#### Listed entries
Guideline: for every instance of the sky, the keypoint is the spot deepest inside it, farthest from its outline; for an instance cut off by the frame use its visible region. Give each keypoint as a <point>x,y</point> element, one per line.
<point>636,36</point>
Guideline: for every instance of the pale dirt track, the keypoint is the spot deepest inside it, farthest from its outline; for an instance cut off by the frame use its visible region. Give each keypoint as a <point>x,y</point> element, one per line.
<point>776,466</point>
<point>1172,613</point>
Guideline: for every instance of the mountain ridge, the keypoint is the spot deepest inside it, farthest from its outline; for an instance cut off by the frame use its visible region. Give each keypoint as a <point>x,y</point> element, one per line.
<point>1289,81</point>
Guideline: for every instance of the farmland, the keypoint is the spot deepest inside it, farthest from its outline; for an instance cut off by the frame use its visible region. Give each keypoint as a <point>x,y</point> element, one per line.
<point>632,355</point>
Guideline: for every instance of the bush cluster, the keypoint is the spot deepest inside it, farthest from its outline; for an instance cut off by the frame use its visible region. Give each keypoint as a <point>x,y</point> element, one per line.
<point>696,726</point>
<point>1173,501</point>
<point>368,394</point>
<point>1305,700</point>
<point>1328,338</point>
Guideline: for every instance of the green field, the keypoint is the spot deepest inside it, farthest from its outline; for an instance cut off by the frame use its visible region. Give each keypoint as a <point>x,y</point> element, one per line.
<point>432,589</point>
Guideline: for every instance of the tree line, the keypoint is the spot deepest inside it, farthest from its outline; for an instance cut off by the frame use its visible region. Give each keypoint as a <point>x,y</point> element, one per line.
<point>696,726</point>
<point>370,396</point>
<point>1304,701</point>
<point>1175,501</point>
########
Work request: Every record above should be copied exactly.

Response box:
Guideline: for every instance of the sky, the keypoint is the spot deepest inside it, farthest from its outline; for an instance cut off by the frame use its visible region. Give each keypoint as a <point>x,y</point> element, one per line.
<point>636,36</point>
Guideline: for every instance of the pale dirt track, the keypoint is the spot deepest inside it, farthest from its outline; for an instance cut off by the frame use its visible region. Give each keypoint as a <point>x,y</point> element, one per line.
<point>776,466</point>
<point>1172,613</point>
Guideline: for every instance of the mountain ridge, the keypoint is the spot deepest inside it, farthest from its outline; for an instance cut off by the frame use its visible region. Give each keypoint as a <point>x,y</point> element, one per line.
<point>1289,81</point>
Guideline: for every instance of the farmland, the keypoint is the spot deepest inside it, farthest from its outline; for an instance cut off by the frame use its visible region. Give each keypoint as a <point>x,y</point> element, one per line.
<point>632,355</point>
Guideline: for every instance of the bush cluster, the keypoint is the spot deepest inside it, farthest from its outline; for an instance cut off by the frame use its visible region. Give each keypoint as a <point>x,y</point> element, one per line.
<point>696,726</point>
<point>1173,501</point>
<point>368,394</point>
<point>1305,700</point>
<point>1328,338</point>
Guideline: for every instance of the green field, the keypoint is the spot deepest inside it, farthest from its outline; for an instance cut off by the frame use its visible region. Give each keypoint as a <point>x,y</point> element, one per line.
<point>432,589</point>
Guideline: for every instance of the tree line, the keypoint is the spot deepest inside it, farthest from its outline; for an instance cut off by the frame use its visible region. Give each keypoint as a <point>x,y</point> element, one per line.
<point>696,726</point>
<point>370,396</point>
<point>1304,701</point>
<point>1175,501</point>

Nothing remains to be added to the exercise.